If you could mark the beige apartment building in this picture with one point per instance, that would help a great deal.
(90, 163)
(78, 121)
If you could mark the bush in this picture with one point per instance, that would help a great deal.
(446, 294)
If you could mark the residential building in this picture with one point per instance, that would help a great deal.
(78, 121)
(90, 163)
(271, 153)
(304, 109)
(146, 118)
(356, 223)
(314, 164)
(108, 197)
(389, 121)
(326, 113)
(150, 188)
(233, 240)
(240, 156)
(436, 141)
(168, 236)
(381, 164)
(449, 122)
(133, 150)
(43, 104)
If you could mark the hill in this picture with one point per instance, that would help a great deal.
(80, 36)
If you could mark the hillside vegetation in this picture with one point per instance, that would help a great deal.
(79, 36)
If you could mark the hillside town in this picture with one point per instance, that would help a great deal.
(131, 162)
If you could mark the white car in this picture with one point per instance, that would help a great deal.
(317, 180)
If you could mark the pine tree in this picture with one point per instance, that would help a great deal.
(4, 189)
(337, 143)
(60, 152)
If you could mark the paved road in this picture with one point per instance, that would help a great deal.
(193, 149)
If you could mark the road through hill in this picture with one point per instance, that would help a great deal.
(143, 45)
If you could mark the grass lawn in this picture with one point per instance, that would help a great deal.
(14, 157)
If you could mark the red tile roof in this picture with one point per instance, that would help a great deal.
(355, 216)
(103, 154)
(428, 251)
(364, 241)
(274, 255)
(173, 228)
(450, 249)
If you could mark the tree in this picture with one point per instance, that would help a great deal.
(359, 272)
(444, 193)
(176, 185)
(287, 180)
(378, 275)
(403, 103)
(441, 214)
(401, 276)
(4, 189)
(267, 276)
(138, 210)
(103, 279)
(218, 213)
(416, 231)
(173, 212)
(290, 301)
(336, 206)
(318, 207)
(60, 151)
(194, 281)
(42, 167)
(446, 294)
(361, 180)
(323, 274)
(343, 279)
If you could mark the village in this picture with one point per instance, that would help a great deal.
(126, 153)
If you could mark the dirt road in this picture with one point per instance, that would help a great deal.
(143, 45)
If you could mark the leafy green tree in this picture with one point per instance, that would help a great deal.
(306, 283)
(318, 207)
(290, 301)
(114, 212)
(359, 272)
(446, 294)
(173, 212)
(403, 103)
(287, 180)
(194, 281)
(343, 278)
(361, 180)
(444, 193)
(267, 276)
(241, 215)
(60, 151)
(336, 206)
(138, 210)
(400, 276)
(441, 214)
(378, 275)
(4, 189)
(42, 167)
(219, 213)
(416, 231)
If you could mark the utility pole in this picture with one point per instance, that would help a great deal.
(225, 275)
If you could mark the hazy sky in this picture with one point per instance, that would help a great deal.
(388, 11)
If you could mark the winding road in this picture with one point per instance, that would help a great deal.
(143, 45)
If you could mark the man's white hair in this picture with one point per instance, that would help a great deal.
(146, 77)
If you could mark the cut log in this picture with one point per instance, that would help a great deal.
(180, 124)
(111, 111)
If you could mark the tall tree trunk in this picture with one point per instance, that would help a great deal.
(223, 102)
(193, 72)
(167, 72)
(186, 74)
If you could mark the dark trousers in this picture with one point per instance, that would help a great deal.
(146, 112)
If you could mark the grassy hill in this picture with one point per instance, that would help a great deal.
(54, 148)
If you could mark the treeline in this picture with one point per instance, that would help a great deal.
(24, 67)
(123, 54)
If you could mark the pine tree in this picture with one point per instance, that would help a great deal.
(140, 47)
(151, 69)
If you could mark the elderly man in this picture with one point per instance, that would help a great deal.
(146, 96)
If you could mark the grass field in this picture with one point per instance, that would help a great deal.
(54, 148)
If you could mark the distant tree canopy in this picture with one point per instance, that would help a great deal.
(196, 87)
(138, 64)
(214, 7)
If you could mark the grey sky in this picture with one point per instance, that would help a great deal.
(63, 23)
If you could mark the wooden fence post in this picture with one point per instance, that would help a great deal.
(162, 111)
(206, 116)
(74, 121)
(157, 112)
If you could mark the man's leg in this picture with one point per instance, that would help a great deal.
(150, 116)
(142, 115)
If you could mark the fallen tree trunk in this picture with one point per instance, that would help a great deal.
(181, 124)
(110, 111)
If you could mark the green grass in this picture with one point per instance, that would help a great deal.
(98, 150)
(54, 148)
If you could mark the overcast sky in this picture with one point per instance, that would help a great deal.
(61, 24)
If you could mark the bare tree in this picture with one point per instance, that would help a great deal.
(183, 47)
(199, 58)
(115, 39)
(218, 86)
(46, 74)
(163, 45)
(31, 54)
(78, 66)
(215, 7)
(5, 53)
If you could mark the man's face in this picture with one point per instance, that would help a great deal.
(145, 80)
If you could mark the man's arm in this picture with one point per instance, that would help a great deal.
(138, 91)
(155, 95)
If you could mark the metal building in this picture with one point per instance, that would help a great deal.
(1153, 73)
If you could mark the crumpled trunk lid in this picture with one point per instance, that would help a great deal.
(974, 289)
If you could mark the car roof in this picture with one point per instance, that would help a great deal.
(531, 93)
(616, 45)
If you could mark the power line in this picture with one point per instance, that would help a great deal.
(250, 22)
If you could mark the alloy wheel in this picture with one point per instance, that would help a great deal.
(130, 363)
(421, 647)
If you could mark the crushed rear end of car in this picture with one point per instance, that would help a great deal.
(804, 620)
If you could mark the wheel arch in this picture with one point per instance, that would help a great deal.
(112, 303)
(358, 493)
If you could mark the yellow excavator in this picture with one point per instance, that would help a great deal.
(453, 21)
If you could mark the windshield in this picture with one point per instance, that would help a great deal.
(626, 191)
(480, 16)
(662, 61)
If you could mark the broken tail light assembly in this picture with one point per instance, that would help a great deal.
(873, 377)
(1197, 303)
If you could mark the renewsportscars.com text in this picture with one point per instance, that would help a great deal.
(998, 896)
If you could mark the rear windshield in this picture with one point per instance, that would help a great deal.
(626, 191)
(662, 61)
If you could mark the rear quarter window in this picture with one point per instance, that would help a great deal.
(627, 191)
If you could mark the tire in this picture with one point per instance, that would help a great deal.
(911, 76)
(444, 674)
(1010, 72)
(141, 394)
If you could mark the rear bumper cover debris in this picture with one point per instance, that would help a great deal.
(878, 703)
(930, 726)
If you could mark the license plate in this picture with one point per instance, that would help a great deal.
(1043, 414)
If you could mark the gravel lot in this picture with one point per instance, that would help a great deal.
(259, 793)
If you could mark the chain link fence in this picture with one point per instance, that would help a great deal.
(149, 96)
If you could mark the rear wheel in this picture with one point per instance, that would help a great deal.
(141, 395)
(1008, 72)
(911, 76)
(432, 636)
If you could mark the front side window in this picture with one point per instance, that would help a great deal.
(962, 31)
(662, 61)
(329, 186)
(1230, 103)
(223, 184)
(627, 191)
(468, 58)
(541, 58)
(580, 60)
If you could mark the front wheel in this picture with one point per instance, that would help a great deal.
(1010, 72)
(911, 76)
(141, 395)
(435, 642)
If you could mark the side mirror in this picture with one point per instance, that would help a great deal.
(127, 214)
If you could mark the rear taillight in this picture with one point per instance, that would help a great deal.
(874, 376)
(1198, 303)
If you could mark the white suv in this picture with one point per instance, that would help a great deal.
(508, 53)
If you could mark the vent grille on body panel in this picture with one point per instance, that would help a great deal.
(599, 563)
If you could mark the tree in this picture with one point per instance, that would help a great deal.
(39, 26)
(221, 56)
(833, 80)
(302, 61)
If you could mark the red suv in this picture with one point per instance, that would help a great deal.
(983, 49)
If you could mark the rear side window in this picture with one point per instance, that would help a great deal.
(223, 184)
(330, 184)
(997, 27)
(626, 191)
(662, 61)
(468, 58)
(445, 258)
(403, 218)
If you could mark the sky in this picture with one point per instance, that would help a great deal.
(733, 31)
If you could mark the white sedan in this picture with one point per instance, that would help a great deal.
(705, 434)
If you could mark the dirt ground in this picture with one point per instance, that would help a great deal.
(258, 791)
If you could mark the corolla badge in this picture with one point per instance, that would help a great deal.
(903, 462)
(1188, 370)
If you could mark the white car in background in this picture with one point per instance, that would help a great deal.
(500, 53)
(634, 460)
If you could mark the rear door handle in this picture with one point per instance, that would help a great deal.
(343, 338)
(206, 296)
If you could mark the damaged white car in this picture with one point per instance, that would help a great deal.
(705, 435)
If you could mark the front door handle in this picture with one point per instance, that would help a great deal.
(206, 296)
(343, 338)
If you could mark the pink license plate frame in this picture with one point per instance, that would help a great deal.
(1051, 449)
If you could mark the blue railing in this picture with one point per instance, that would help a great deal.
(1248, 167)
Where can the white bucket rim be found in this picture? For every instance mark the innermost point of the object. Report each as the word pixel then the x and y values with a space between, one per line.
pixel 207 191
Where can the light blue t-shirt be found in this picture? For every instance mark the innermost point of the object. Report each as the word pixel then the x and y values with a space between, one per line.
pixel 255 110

- - - - -

[Your goal]: Repeat exactly, and only, the lines of the records above, starting with the line that contains "If you could mark the rear side" and ending with the final line, both included.

[Answer to this task]:
If you could mark the rear side window in this picture with one point per instance, that would help a great deal.
(223, 184)
(330, 184)
(997, 27)
(626, 191)
(662, 61)
(468, 58)
(445, 258)
(403, 218)
If you could mark the sky in this picture with one point per instance, that would help a great deal.
(733, 31)
If you could mark the white sedan in this picture with one point per instance, that would help a great deal.
(705, 434)
If you could mark the dirt ground in this picture with one point per instance, that would help a great deal.
(258, 791)
If you could mark the corolla badge in this picture with one point per instance, that would help a great deal.
(903, 462)
(1188, 370)
If you could mark the white car in background in this picture with one point per instance, that would help a great deal.
(500, 53)
(634, 460)
If you could mark the rear door handle in this picture with one point per instance, that would help a great deal.
(343, 338)
(206, 296)
If you could mark the damaged white car in this picture with one point per instance, that would help a great deal.
(705, 435)
If you could mark the front door handle in this picture with one point per instance, that would help a great deal.
(206, 296)
(343, 338)
If you could mark the pink license plate frame in this picture with one point per instance, that would help a great deal.
(1051, 449)
If you could mark the blue railing in this picture with one point per instance, that would help a great deal.
(1248, 167)
Where can the white bucket rim be found in this picture? For every instance mark the innermost point of the object. Report each as the word pixel then the x and y values with a space between, one per line.
pixel 207 191
Where can the light blue t-shirt be found in this picture? For every instance mark the innermost point of the object. Report each as the word pixel then the x and y values with a space between, one per line.
pixel 255 110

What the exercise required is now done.